### [Problem]
Write the entries below out again in full. Match every character.

Dataset entries:
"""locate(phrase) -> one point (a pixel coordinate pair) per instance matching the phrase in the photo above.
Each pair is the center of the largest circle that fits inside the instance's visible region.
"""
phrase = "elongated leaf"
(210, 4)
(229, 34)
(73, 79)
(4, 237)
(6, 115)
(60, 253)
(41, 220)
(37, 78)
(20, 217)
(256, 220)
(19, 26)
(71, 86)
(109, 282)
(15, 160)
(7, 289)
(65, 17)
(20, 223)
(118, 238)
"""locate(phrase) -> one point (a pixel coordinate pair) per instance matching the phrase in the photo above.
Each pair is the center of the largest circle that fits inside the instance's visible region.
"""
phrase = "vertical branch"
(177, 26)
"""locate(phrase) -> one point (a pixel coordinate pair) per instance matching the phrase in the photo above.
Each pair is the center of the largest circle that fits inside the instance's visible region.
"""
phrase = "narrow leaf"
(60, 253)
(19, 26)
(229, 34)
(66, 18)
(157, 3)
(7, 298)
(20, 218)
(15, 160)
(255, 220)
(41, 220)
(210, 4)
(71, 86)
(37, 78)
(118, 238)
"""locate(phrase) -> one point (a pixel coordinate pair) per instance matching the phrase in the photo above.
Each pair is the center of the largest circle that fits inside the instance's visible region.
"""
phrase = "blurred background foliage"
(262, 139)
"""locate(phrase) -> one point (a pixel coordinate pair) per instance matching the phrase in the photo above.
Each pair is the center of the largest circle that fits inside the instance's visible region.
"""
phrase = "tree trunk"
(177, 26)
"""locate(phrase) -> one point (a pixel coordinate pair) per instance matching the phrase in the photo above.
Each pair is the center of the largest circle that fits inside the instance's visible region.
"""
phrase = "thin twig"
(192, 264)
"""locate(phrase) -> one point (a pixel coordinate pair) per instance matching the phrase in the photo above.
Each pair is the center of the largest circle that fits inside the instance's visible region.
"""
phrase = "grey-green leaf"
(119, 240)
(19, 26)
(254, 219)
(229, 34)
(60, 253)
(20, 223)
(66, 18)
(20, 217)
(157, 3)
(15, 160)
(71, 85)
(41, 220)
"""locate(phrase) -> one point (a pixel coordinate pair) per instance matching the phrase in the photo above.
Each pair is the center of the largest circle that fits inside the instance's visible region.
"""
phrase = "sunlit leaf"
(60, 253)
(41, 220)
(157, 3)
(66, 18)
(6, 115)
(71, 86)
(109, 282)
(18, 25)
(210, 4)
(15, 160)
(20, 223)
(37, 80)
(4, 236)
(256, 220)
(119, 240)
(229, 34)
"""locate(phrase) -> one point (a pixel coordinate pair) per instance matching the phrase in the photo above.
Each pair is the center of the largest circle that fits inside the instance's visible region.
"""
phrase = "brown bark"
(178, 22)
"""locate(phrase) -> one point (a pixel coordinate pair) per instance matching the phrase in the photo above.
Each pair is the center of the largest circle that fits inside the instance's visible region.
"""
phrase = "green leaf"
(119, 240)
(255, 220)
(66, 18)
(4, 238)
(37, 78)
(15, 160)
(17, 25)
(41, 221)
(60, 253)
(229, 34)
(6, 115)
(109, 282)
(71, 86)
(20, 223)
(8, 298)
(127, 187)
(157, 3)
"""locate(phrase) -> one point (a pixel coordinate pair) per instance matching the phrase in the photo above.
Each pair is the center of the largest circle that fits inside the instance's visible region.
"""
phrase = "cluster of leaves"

### [Solution to this task]
"""locate(phrase) -> one point (a pixel coordinate pair) per instance matching the phrase in the photo above.
Each pair is the center of the largest circle that fits inside the instance's visible region.
"""
phrase = "elongated leaf"
(210, 4)
(229, 34)
(73, 79)
(4, 237)
(6, 115)
(60, 253)
(41, 220)
(37, 78)
(20, 217)
(256, 220)
(19, 26)
(71, 86)
(109, 282)
(15, 160)
(7, 289)
(65, 17)
(20, 223)
(118, 238)
"""locate(phrase) -> one point (a pixel coordinate pair) per instance matching the phrase in the photo above.
Each pair is the center of the largest circle that fits inside the instance's visible region.
"""
phrase = "vertical branch"
(177, 26)
"""locate(phrase) -> one point (a pixel coordinate pair) per instance matching the phrase in the photo above.
Each pair is the center of the largest circle that fits inside the instance's visible region.
"""
phrase = "narrow leaf"
(60, 253)
(19, 26)
(229, 34)
(66, 18)
(157, 3)
(7, 298)
(20, 218)
(15, 160)
(255, 220)
(41, 220)
(210, 4)
(71, 86)
(37, 78)
(118, 238)
"""locate(phrase) -> one point (a pixel coordinate pair) per instance matching the phrase in the photo above.
Each pair is the center of the largest circle that fits inside the instance's visible region.
"""
phrase = "blurred background foliage"
(262, 139)
"""locate(phrase) -> one point (a pixel coordinate pair) per instance matching the phrase in the photo above.
Each pair is the center of the largest circle that fits inside the instance's visible region.
"""
phrase = "tree trunk"
(177, 26)
"""locate(phrase) -> one point (a pixel coordinate pair) per instance matching the phrase in the photo above.
Each pair is the center of the largest circle that fits inside the instance's visible region.
"""
phrase = "thin twig"
(192, 264)
"""locate(phrase) -> one point (a pixel coordinate pair) per instance matching the phrase in the photo above.
Each pair is the center of the largest circle that fits inside the instance's visible region.
"""
phrase = "grey-green leaf"
(119, 240)
(19, 26)
(254, 219)
(229, 34)
(60, 253)
(20, 223)
(66, 18)
(20, 217)
(157, 3)
(15, 160)
(71, 85)
(41, 220)
"""locate(phrase) -> one point (a pixel coordinate pair) per instance matching the phrase in the photo above.
Each pair is the center of the largest circle that fits inside the instance's visible region.
"""
phrase = "sunlit leaf"
(60, 253)
(41, 220)
(157, 3)
(66, 18)
(6, 115)
(71, 86)
(109, 282)
(18, 25)
(210, 4)
(15, 160)
(20, 223)
(37, 80)
(4, 236)
(256, 220)
(119, 240)
(229, 34)
"""locate(phrase) -> one point (a pixel coordinate pair) per instance matching the phrase in the photo above.
Each pair is the center of the largest circle that fits inside the instance's visible region.
"""
phrase = "brown bark"
(178, 22)
"""locate(phrase) -> one point (a pixel coordinate pair) per instance matching the phrase in the photo above.
Each pair is the center of the largest circle that fits inside the instance's visible region.
"""
phrase = "green leaf"
(119, 240)
(255, 220)
(66, 18)
(4, 238)
(37, 78)
(15, 160)
(17, 25)
(41, 221)
(60, 253)
(229, 34)
(6, 115)
(109, 282)
(71, 86)
(20, 223)
(8, 298)
(127, 187)
(157, 3)
"""locate(phrase) -> one point (a pixel coordinate pair) per instance matching the phrase in the photo above.
Each pair is the center of the largest circle that fits inside the instance's visible region.
"""
phrase = "cluster of leaves"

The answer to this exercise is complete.